■ **Records provided**
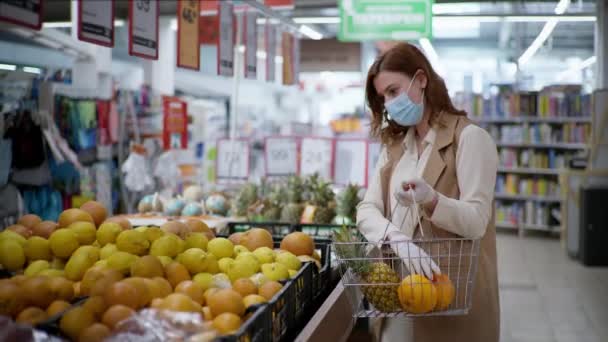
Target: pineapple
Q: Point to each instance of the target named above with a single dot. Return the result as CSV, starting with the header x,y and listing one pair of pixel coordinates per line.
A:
x,y
292,212
347,205
382,297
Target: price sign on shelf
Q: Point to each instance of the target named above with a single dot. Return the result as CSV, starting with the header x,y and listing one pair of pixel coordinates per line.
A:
x,y
232,159
351,162
316,157
281,156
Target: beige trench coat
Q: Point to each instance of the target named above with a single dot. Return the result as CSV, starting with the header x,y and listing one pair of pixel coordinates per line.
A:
x,y
482,324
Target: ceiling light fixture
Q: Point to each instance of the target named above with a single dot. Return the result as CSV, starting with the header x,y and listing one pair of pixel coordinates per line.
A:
x,y
544,33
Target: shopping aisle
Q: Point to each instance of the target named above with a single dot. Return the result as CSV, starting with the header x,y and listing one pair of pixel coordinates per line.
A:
x,y
546,296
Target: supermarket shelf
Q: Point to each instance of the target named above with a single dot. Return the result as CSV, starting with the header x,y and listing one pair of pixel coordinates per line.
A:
x,y
529,170
562,146
534,119
500,196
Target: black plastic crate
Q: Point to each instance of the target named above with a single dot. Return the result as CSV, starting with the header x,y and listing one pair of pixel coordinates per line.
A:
x,y
275,228
256,329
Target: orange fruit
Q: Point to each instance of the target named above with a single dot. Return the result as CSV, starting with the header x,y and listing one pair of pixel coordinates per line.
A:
x,y
97,211
11,299
61,288
226,300
192,290
75,321
37,291
122,293
115,314
269,289
417,294
96,332
57,306
29,220
96,305
445,291
142,290
94,276
32,316
298,243
176,273
207,316
245,287
227,323
70,216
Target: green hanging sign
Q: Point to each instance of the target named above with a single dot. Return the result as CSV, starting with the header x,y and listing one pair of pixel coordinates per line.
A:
x,y
385,19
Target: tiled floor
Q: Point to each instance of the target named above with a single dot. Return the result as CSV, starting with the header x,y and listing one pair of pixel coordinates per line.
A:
x,y
546,296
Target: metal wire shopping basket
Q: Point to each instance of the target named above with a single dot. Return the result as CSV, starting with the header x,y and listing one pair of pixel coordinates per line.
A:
x,y
378,282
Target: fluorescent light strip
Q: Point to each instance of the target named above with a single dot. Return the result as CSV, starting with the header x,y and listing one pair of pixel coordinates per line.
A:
x,y
9,67
66,24
310,33
583,65
32,70
544,34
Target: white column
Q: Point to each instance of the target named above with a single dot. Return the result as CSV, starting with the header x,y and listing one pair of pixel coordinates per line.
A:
x,y
601,44
160,74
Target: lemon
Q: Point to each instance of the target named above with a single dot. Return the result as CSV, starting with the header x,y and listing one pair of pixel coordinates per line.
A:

■ **Exercise aim**
Copy each line above where "sign" appears.

■ **Written response**
Target: price sign on shelf
Target: green hanging sign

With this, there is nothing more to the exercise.